DATA TO PROCESS:
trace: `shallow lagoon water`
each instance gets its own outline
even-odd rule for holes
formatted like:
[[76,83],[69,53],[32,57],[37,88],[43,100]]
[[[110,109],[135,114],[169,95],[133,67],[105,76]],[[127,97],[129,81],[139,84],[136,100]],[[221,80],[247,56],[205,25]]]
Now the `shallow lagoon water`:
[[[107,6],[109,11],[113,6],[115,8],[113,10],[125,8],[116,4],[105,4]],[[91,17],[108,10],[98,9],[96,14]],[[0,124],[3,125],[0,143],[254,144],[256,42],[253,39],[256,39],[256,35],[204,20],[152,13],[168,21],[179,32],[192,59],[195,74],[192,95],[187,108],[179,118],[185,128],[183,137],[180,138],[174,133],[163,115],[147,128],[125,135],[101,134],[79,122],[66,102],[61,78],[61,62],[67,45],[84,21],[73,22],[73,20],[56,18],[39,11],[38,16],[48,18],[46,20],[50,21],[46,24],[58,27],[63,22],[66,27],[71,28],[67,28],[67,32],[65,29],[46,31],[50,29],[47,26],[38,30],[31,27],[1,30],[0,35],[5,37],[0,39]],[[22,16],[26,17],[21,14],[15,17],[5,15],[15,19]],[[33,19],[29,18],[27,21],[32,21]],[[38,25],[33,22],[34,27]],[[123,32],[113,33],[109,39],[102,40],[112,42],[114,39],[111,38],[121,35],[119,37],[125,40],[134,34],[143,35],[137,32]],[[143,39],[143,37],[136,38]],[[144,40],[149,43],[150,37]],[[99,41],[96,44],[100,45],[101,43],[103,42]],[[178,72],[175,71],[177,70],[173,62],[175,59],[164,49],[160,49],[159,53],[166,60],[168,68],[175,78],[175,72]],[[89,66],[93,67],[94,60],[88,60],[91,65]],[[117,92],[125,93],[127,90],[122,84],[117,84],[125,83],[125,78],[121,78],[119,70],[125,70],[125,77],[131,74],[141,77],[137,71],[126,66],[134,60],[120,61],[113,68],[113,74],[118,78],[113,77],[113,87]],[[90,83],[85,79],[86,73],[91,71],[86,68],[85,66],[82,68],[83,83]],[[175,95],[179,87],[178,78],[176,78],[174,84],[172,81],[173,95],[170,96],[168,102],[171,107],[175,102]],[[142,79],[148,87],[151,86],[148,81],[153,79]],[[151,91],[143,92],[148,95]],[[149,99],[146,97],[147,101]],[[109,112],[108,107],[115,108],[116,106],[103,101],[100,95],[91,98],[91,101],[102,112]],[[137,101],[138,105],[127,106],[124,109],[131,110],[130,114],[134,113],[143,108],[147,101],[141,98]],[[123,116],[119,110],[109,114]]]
--
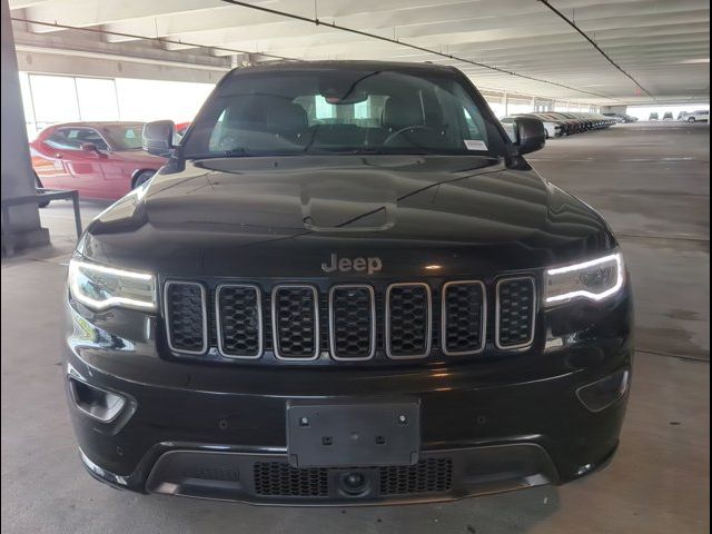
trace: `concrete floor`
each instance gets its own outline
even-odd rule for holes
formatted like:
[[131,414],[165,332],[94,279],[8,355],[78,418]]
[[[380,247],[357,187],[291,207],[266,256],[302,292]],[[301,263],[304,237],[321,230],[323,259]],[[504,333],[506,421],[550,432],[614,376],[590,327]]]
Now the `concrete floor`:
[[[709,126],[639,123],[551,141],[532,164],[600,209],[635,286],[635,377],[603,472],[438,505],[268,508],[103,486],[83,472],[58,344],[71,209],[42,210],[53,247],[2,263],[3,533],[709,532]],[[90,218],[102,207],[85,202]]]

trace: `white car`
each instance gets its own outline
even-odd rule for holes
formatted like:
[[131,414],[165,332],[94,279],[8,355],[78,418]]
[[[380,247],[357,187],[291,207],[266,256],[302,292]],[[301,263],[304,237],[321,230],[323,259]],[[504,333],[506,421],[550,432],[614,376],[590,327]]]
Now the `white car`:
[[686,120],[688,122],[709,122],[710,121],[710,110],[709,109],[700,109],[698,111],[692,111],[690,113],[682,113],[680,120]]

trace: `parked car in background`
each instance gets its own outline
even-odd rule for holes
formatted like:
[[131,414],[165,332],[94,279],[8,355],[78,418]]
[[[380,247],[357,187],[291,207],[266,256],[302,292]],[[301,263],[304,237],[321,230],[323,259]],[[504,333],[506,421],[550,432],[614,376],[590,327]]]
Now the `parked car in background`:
* * *
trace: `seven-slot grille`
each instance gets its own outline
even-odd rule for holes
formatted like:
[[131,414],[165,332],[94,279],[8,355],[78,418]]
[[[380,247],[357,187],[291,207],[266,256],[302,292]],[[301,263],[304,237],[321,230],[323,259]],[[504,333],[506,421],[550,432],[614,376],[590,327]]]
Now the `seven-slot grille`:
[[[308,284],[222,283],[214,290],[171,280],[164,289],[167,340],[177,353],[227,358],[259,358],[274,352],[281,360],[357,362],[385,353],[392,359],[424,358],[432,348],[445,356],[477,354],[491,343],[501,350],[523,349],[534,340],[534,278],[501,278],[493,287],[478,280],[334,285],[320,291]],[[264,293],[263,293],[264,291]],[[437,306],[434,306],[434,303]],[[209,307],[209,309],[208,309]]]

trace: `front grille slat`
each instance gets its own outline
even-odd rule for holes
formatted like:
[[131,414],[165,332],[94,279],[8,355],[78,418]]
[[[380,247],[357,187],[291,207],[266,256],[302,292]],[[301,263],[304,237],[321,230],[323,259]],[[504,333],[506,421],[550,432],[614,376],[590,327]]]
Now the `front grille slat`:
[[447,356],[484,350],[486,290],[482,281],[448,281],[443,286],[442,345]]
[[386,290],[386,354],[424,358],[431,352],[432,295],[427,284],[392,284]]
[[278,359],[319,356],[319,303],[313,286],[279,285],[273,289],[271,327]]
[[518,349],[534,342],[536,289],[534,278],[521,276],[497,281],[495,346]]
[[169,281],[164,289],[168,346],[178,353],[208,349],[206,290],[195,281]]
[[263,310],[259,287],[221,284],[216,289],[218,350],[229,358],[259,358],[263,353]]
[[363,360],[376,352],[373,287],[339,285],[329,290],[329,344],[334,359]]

WRITTEN PROBLEM: Find every line in the rows above that contains the string "background", and copy each one out in full.

SOLUTION FOR THIS PROBLEM:
trace: `parked car in background`
Now the `parked car in background`:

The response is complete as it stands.